EXTRAIT À LIRE.
※

1. L'objet : l'exposition 

1.1 Le processus comme fil conducteur

À notre arrivée, nous sommes invités à plonger dans la douce et transcendante réalité de la gestation d'un projet de design. Le premier îlot présentant la genèse — ou la naissance du projet— mettait en lumière le mémoire et les premières esquisses de la recherche. Puis, l'espace intitulé « gestation » montrait le processus de recherche perçu comme l'exploration de tous les possibles. Enfin, la gésine fut l'espace dédié à l'aboutissement du projet, de la théorie aux réalisations finales. L'agencement de la salle s'est décidé suite à son étude détaillée, dans l'idée de créer une scénographie singulière pour l'espace. L'exposition a été conçue comme un processus de création, par étape et non par pôle de présentation d'un unique projet. Le parcours scénographique s'est développé en trois étapes, de la recherche au projet. Dans la volonté de créer un fil conducteur, le mobilier a été conçu spécialement pour l'exposition. Une forme a été attribuée à chaque projet afin de garder une cohésion dans l'espace. Ainsi, les supports en carton alvéolaire découpés en cinq formes organiques bien distinctes ont pris place dans l'espace d'exposition.


Figure 1. Planches de recherche et de modélisation en trois dimensions du mobilier modulaire et des mobiles.

Cette pluralité formelle souligne la vocation même de l'exposition, présenter des projets de diplôme à travers leurs ressemblances et leurs différences. Une déclinaison de six cartels différents a également été imaginée pour correspondre à l'identité graphique de chaque projet. Volontairement, les éléments structurels qui présentent la phase d'expérimentations graphiques sont laissés dans leur état brut, là où pour signifier la recherche aboutie, sous la forme d'un mémoire et d'un projet, ces mêmes éléments sont unifiés par une peinture blanche. Les élèves de la licence ont également conçu ces structures dans l'ambition d'un réemploi pour d'éventuelles futures expositions. La signalétique, quant à elle, prend place au niveau du plafond, sous la forme de panneaux informatifs suspendus. Ils indiquent les différentes zones de présentation : la recherche, l'expérimentation et le projet afin de guider le visiteur. Les murs sont également exploités pour afficher une courte biographie sur les designeuses présentées.

1.2 Une exposition de designeuses

Nous commençons la présentation des différents projets d'études exposés par celui d'Alix Aulagnier, qui a développé sa pratique sous forme de gravures. Son intérêt se porte pour la technique de la linogravure en série limitée, manuelle et délicate, lui permettant de réaliser des tirages uniques. Elle s'inspire notamment de récits antiques pour créer ses estampes. Son mémoire décrivant les origines de la gravure souligne et incorpore la notion d'accident en se demandant l'impact qu'il peut avoir sur la gravure lorsqu'il est délibéré.

※

INFORMATIONS AFFICHÉES.
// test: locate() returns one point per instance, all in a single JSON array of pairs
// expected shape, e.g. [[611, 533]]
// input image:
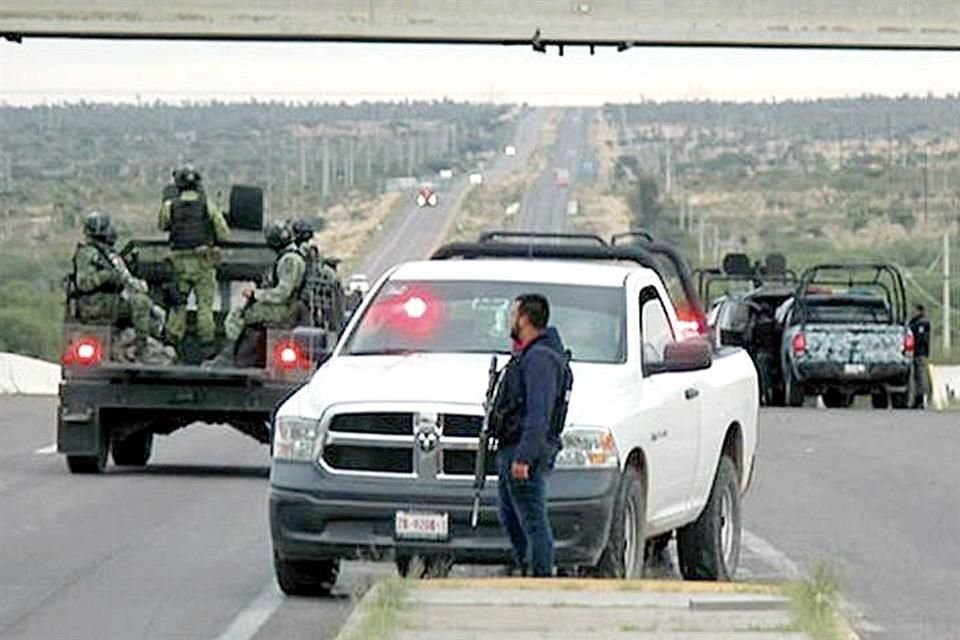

※

CONSIGNES.
A. Recopiez le passage de l'extrait sur l'exposition qui commence à « Nous commençons la » et se termine à « lorsqu'il est délibéré. ».
B. D'après l'extrait sur l'exposition, répondez brièvement :
(i) En quel matériau les supports du mobilier sont-ils réalisés ?
(ii) Combien de cartels différents ont été imaginés ?
(iii) Quelle technique de gravure Alix Aulagnier pratique-t-elle ?
C. Prolongez le texte sur l'exposition de projets de diplôme à la suite de sa dernière phrase.

RÉPONSES ATTENDUES.
A.
Nous commençons la présentation des différents projets d'études exposés par celui d'Alix Aulagnier, qui a développé sa pratique sous forme de gravures. Son intérêt se porte pour la technique de la linogravure en série limitée, manuelle et délicate, lui permettant de réaliser des tirages uniques. Elle s'inspire notamment de récits antiques pour créer ses estampes. Son mémoire décrivant les origines de la gravure souligne et incorpore la notion d'accident en se demandant l'impact qu'il peut avoir sur la gravure lorsqu'il est délibéré.

B.
(i) En carton alvéolaire.
(ii) Six.
(iii) La linogravure.

C.
Le projet de Salomé Grihault Des Fontaines naît, quant à lui, d'un intérêt profond pour les montres et leur histoire. Partie du constat que les smartwatches sont de plus en plus performantes, elle admet que ces outils permettent au quotidien d'engendrer plus d'informations. Afin de rendre tangible cette vitesse effrénée, la créatrice imagine des montres technologiquement avancées dans le cadre d'un court-métrage. Ainsi, elle nous propose d'entendre trois intelligences artificielles (IA) d'une même montre et d'une même personne, soit trois manières d'appréhender un moment identique de la journée. Une façon de révéler la place importante que prennent les objets connectés dans notre manière de vivre.
Puis nous nous intéressons au projet de fin d'études de Louise Laborde-Castex, qui s'est questionnée sur l'impact des changements de flux ainsi que l'apparition d'un nouveau rythme dans notre quotidien, à travers le design d'espace, la sociologie et la philosophie. Pour cela, Louise a pris La Gare du Nord comme cas d'étude. Elle propose d'introduire l'art dans cet espace sous plusieurs formes : le culturel, l'agréable, le contemplatif, le divertissant, la lenteur. Sous forme de vidéos, la designeuse nous invite à observer une manifestation de formes et de couleurs graphiques, animées, permettant de se laisser envoûter et de lâcher prise.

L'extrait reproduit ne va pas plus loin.